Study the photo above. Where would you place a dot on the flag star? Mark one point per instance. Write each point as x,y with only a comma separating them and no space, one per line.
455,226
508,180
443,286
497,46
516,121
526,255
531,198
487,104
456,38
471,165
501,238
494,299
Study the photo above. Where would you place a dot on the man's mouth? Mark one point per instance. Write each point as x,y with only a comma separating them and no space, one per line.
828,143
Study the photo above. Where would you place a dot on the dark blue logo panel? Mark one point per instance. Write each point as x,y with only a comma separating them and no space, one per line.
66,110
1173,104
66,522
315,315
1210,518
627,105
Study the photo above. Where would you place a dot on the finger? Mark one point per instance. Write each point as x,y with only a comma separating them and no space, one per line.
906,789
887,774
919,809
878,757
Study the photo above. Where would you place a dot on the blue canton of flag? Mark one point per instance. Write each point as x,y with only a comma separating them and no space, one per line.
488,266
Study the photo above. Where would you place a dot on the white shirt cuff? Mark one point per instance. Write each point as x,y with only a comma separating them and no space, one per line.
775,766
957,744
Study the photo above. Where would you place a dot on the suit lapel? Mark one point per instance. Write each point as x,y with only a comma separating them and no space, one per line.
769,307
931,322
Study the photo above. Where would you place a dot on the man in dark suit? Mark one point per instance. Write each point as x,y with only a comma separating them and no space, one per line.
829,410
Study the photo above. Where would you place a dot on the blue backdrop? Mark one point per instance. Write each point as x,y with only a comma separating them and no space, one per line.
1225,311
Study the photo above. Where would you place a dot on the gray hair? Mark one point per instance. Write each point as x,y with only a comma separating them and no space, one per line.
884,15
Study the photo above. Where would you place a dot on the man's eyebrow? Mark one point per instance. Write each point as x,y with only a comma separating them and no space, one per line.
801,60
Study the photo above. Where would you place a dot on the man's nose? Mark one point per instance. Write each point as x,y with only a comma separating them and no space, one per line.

####

GOAL OF THE EXERCISE: Take the material above and return all of it exactly.

EXERCISE RESPONSE:
Study the photo above. Where would you place a dot on the flag star? Mark one point per instance. Write each point as x,y with only a comma separating them and no space, one per line.
455,226
508,180
443,286
497,46
516,121
526,255
531,198
487,104
456,38
471,165
501,238
494,299
Study the photo above. Where would you place a dot on the man's mouth? Mark one point per instance. Write each point as x,y with only a comma separating them and no space, one per line.
828,143
Study the photo above. Where would you place a dot on the dark blue logo panel? Mark one point per instance. Write each point as x,y with only a comma separating them and no space, one per line.
66,110
1173,104
66,522
315,315
1210,518
627,105
Study the photo above. Where would you place a dot on the finger? Mark one point per instance. Write each point as x,y with only a comma separating them and no space, one per line.
906,789
887,774
919,809
878,757
Study the photo above. Where would you place a dot on the blue canton of flag? Mark one point per instance. Write each point as x,y with only a comma separating them and no space, one per line.
488,266
Study the photo above. Where would you place a dot on the white shirt cuff? Mark one point per instance. Write each point as x,y with only a comma separating them and no space, one per line.
775,766
957,744
Study the photo above. Where would you place a dot on the suit lapel? Mark one point per instance. Write each point as x,y with only a comma separating them and no space, one per line.
769,307
931,322
Study the photo above. Where would you place a dot on the man in dark suit? Mark one point per instance. Write each point as x,y with only a comma separating them and no space, one per line.
829,410
Study the photo above. Where would you place a dot on the blue backdrop? Mark one point per instance. Write each point as x,y with only a comma separating them and no space, one per line.
1225,311
Study the photo above. Where would you place a dot on the gray hair? Mark one point per instance. Write each point as x,y with only a comma separating them and no space, one per line.
884,15
Study the photo above. Where would you place a dot on the man's eyebrow? Mark one point per instance. Write each point as x,y with only a comma separating them and no space, one per line.
801,60
Study the photo above. Where would you place a dot on the man's nose? Mark one point per instance. Write each point as x,y with only a comma separating them and no space, one per line.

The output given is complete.